### Passage to read:
··········

In 1964, Martin Luther King was the youngest person ever to receive the Nobel Peace Prize, awarded to him for his nonviolent means of fighting prejudice in the United States.

Martin Luther King, Jr. was assassinated on April 4, 1948, at 6:01 in the evening. He was on the balcony of the Lorraine Motel in Memphis, Tennessee. He had been shot in the throat and was proclaimed dead at 7:05 pm at St. Joseph’s Hospital. Two months after his death, James Earl Ray was captured at London’s Heathrow Airport. He was sentenced to a 99-year prison term after confessing to the assassination of one of America’s most influential characters.

Malcolm X

Malcolm X was a black Muslim minister and National Spokesman for the Nation Of Islam. He founded the Muslim Mosque, Incorporated, and the Organization of Afro-American Unity.

He was born Malcolm Little on May 19, 1925, in North Omaha, Nebraska. He was the fourth child of eight. Of these eight, Malcolm was the lightest of skin and hair - his nickname was ‘Red’ because of the reddish tint to his hair. His mother’s father was white - had raped his grandmother.

In 1946, Malcolm was arrested and sent to prison for eight to ten years, charged with grand larceny and breaking and entering. On August 7, 1952, he received parole and was released from the Massachusetts State Prison in Charlestown.

Soon after he met Elijah Mohammed, later in ’52, X, still Little at the time, changed his surname to X. He explained his choice like this: X, in mathematics, stands for the unknown. After the slave trade, many of the slave owners gave their slaves their own name. X symbolized the rejection of his ‘slave name’ and the absence of an African name to replace it. Also, many black slaves were branded with an X on their upper arms. Many members of the Nation of Islam had changed their surnames to X.

··········

### Tasks to perform:
[a] In the passage on Martin Luther King and Malcolm X, what nickname did Malcolm get, and why?
[b] Extend the passage on Martin Luther King and Malcolm X with a paragraph that follows on from its last sentence.

··········

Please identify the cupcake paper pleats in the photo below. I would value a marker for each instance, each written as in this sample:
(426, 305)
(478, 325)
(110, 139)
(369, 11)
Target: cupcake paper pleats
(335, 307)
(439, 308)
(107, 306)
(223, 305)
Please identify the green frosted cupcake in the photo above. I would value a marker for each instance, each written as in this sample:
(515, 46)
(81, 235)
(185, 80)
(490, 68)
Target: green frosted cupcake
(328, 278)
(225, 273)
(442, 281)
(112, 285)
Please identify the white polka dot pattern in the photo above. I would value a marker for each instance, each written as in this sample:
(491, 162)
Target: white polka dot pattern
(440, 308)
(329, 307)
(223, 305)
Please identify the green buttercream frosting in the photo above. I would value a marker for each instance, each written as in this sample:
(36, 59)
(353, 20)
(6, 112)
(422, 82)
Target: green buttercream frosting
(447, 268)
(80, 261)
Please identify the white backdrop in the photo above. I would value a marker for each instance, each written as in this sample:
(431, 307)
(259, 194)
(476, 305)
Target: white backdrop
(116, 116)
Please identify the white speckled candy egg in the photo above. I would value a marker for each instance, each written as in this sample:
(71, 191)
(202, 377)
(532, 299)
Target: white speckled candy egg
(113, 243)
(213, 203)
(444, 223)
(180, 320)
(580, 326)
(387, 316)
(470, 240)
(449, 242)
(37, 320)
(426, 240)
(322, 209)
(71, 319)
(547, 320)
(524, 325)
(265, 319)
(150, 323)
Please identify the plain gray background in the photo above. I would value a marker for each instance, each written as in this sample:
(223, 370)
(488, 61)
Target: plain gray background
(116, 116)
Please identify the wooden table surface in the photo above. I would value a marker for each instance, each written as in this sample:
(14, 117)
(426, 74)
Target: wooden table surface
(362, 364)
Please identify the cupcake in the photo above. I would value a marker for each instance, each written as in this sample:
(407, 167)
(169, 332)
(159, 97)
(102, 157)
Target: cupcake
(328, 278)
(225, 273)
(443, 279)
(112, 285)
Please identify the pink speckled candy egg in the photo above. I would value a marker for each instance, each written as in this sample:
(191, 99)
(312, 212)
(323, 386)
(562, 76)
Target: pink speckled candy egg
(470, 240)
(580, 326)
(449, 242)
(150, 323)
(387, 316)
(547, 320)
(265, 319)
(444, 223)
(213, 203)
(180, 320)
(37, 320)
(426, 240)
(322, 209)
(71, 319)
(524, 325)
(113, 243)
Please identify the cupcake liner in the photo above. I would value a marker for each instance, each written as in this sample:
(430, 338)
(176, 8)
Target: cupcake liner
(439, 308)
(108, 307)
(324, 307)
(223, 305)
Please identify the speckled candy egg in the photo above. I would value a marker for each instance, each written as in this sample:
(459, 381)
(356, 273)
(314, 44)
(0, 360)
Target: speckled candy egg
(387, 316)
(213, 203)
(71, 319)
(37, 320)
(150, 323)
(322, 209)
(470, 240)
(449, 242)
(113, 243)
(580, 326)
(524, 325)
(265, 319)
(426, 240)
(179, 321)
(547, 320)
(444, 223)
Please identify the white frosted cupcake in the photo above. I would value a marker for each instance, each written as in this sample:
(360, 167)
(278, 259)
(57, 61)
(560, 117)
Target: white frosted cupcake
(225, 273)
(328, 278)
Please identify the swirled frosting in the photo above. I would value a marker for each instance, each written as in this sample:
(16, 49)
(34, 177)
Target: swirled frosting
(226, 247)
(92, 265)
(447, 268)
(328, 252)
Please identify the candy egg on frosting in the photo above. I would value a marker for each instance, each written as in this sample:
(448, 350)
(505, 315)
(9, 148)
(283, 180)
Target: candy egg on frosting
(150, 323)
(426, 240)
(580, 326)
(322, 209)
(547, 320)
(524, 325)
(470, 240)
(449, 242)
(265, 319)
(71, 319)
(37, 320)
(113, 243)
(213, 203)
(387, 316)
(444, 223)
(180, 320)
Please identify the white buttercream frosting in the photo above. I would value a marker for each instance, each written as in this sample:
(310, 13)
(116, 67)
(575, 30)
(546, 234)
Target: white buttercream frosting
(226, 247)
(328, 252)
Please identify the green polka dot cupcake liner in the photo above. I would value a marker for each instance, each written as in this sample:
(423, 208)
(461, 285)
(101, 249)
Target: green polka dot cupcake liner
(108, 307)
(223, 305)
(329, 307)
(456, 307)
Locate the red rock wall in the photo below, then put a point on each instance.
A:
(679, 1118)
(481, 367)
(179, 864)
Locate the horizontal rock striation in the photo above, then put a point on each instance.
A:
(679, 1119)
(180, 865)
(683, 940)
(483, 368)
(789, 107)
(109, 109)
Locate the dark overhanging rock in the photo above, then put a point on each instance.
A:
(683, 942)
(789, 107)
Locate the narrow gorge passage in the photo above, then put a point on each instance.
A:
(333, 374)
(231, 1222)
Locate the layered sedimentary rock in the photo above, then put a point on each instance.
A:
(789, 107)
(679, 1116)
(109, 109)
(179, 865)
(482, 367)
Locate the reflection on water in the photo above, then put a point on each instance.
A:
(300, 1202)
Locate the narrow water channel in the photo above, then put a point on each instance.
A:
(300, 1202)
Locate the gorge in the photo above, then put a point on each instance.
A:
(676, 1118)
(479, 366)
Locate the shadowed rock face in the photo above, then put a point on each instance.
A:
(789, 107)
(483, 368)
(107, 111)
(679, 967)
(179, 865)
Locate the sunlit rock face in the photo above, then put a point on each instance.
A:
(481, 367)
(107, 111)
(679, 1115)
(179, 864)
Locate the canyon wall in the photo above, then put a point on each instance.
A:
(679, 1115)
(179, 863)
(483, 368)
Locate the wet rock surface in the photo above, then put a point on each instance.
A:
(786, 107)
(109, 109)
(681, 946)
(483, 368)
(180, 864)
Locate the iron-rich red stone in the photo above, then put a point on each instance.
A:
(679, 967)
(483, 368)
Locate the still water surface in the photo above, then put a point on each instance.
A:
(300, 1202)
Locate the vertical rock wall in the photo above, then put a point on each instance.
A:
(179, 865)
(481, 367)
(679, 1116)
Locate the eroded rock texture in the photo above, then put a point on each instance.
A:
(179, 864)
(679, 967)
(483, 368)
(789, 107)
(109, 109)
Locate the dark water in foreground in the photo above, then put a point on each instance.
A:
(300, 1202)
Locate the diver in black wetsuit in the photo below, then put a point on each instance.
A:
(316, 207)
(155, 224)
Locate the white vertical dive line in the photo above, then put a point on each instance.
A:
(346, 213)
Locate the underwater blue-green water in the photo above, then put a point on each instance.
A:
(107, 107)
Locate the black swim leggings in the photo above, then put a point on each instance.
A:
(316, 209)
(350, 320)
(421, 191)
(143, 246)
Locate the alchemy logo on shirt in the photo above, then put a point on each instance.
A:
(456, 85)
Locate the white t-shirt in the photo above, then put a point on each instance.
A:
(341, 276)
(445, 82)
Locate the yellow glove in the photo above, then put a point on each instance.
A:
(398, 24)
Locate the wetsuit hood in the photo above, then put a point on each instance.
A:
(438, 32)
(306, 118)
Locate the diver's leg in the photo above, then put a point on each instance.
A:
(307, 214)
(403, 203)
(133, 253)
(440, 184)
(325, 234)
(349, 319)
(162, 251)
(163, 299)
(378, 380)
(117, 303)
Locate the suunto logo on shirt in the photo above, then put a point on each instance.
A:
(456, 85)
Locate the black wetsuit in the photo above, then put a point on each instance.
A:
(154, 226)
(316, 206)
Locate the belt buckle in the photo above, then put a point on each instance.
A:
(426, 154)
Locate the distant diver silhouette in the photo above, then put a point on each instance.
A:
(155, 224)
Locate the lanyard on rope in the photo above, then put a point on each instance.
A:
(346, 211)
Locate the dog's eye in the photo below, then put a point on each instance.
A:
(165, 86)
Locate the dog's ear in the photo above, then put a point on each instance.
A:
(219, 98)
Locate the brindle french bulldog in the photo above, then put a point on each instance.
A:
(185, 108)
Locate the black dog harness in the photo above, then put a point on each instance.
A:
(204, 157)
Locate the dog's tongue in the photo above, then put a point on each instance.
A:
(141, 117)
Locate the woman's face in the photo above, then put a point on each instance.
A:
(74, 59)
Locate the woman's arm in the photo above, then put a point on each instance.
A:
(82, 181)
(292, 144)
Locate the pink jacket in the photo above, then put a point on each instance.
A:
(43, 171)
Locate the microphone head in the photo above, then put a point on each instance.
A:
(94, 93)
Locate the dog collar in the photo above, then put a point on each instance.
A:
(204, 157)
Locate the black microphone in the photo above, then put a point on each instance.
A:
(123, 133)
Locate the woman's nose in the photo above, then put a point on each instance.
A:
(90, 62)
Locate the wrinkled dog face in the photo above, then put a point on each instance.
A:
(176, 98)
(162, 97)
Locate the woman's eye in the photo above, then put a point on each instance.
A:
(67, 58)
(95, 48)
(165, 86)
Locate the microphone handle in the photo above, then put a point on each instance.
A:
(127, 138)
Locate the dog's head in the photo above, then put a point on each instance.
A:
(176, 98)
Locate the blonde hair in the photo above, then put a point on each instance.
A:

··········

### Answers in order:
[a] He was called "Red" because of the reddish tint to his hair.

[b]
In the early 1960’s, Malcolm began to hear rumours of Elijah Mohammed’s extra-marital affairs with young secretaries. In the teachings of the Nation of Islam, this is condemned. At first, he ignored these rumours, but upon later speaking with Elijah’s son and the women accusing him, he believed them. In 1963, according to The Autobiography of Malcolm X, Mohammed confirmed the rumours to X. Despite this, Malcolm remained faithful to Elijah Mohammed.

March 8, 1964, Malcolm X announced his break from the Nation of Islam and on March 12 announced his founding of the Muslim Mosque, Incorporated.

On April 19, 1964, Malcolm completed his Mecca. It is said that it was here that he came to believe that Islam could erase all racial problems, after seeing Muslims of different races treating each other as equals.

On March 20, 1964, Life Magazine published a picture of Malcolm X holding an M1 Carbine [type of machine gun] and pulling back the curtains to peer through a window. The picture became so famous that it is now printed on t-shirts, most times with the words ‘By any means necessary’.

On February 21, 1965, Malcolm was shot in the chest while presenting a speech at Manhattan’s Auduban Ballroom. He was shot by a shotgun, but two other men ran up and shot him fifteen times in the legs. The thirty-nine year old man was pronounced DOA [dead on arrival] at New York’s Columbia Presbyterian Hospital.

Although three men were convicted of his murder, many conspiracists believe that it was members of the Nation of Islam who killed him. His funeral was attended by five hundred people. Ossie Davis, alongside Ahmed Osman, delivered a eulogy, describing Malcolm as ‘our shining black prince’. After the ceremony, at the gravesite, friends took shovels from the waiting gravediggers and buried the activist themselves.

Malcolm X and Martin Luther King, Jr. were two very different men. X wanted to see racial segregation between black and white people. By any means necessary. He wanted less hate between races, but in his heart, did he really believe that it could happen?

Martin Luther King wanted there to be no segregation. He wanted there to be no hate between people, no more racial anger.

Both men fought for what they believed in. Eventually, they became friends. At least, for the camera they did. Maybe they were just trying to show people that two such radicals can get along. Maybe they were just trying to instill hope in their people.

They were standing up for that which they believed in... as we all should be doing.